P.A.様に宛てた手紙形式の文章を、示されている最後の文の後から書き続けてください。

* 提示された文章:
========
2016/05/13

月は蠍座にありて、影深く【1】(Blame it on the Moon in Scorpio)

親愛なるP.A. 様。


モーツァルト:ピアノ協奏曲第17番&第20番
10年前の写真ともなると、さすがにお若い。

ご機嫌いかがですか。
待ちに待たれた長期休暇(サバティカル)、きっと楽しまれていることと思います。

(※以下、読む人完全無視の強引独り言モードに突入しますので、クリックは自己責任でお願いします。)

「長期」とは言っても、6月末から7月にかけて、サー・ジョン・エリオット・ガーディナー指揮のバイエルン放送交響楽団との共演予定がしっかりと入っていますので、そんなに長々と羽根を伸ばす時間は取れないかもしれませんね。


3月1日付のFacebook上・Humans of New York(HONY)に掲載された写真。
ツアーも終了間近とあって、相当お疲れのご様子でした。 
(日本語訳はこちらの過去記事をお読みください。
========
* 保存データ:
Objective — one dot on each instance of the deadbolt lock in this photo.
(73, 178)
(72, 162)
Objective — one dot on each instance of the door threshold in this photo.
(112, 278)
========
* 結果:
http://backtotheessencenow.blogspot.com/2016/03/blog-post.html


長期でお休みが取れれば、普段なかなか行けない歯医者(芸能人じゃないけど歯は大事。)や健康診断にも行けるでしょう
どうか、身体も心もいたわってくださいませ。
これ、世界中のファンからのお願いです。
本当は、愛犬家のあなたがワンちゃんと一緒にゆっくり過ごせるような機会でも持てれば理想的なんですけど...。 
(ひょっとして写真の犬、ポーランド原産の「タトラ・シェパード・ドッグ」/Polish Tatra Sheepdog、もしくはその犬種の血が入っている子でしょうか?大きなしっぽがかわいい~。)

http://www.amazon.com/Piotr-Anderszewski-Beethoven-Diabelli-Variations/dp/B00005NGDS


今度の演目は、モーツァルトのピアノ協奏曲第17番(←リンク先動画はJ. E. ガーディナー指揮、English Baroque Soloists+Malcom Bilson /フォルテピアノ...によるヴァージョンです。)
サー・ジョン・エリオット・ガーディナーの指揮する音楽(特にバロック期の音楽)を好んで聴くようになってからもう随分と経ちます。
何と言っても、古楽器使用の演奏は耳にも、身体にも、心地良いですから。重厚長大といった感じの演奏が多いベートーヴェンの交響曲でさえも、古楽器オーケストラの演奏ならば後味さっぱり。胃もたれしなくていいのです。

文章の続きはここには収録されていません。